PROVIDED PASSAGE =>
-- -- --
Ronald Reagan famously asked voters, on the eve of the 1980 presidential election, to ask themselves whether they were better off than they were four years ago. It was a powerful question that asked Americans to take stock of how they saw their lives at that time versus four years before.

When it occurred to me recently that almost four years have passed since the enactment of Alabama’s medical cannabis program, it took me back. I decided to scroll through the pictures on my phone from the Spring of 2021 – seeing pictures of my family in earlier times with different haircuts and different perspectives on life – and I found myself feeling like the Kodak executives must have felt when Mad Men’s Don Draper (played perhaps in only the way Jon Hamm could play him) first introduced them to The Carousel

“Nostalgia,” Don said, “literally means ‘the pain from an old wound… It’s delicate, but potent… It takes us to a place where we ache to go.” 

So perhaps this is my meditation on nostalgia, through the lens of the Alabama medical cannabis program.

Where Are We Now?

So here we are, four years later. And I ask myself whether Alabama’s medical cannabis program is better off than it was four years ago. The easy answer is, of course, no. After all, not one Alabamian has received legal medical cannabis in that time. How, one could reasonably ask, is that possible?
-- -- --
WHAT YOU NEED TO DO => Translate this sentence from the passage on Alabama's medical cannabis program into Spanish: "After all, not one Alabamian has received legal medical cannabis in that time."

DATASET SECTION =>
-- -- --
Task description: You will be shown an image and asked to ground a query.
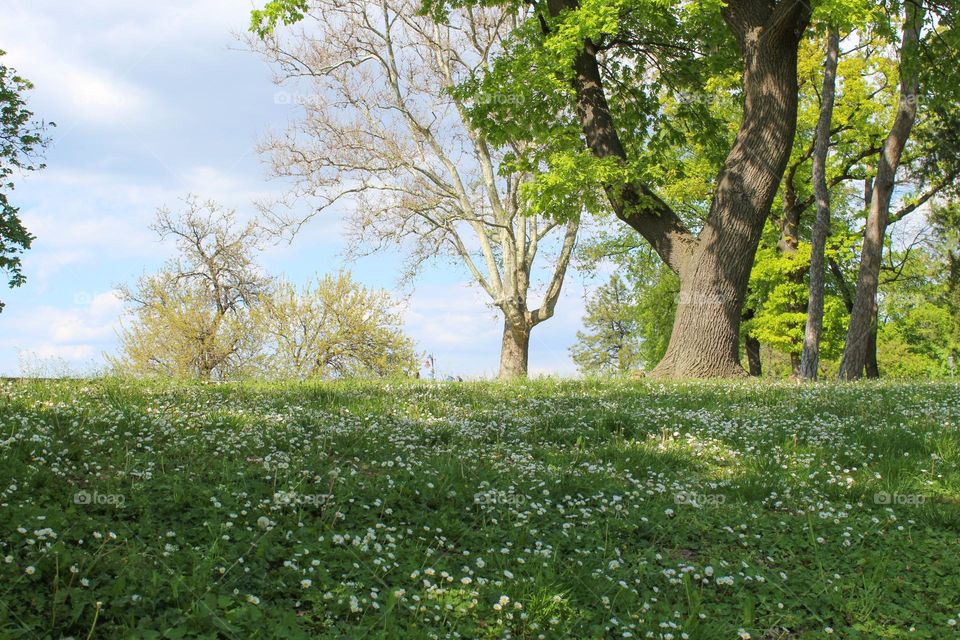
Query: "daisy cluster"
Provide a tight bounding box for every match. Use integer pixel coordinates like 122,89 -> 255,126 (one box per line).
0,379 -> 960,640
-- -- --
ANSWER TO THE EXERCISE => Después de todo, ni un solo habitante de Alabama ha recibido cannabis medicinal legal en ese tiempo.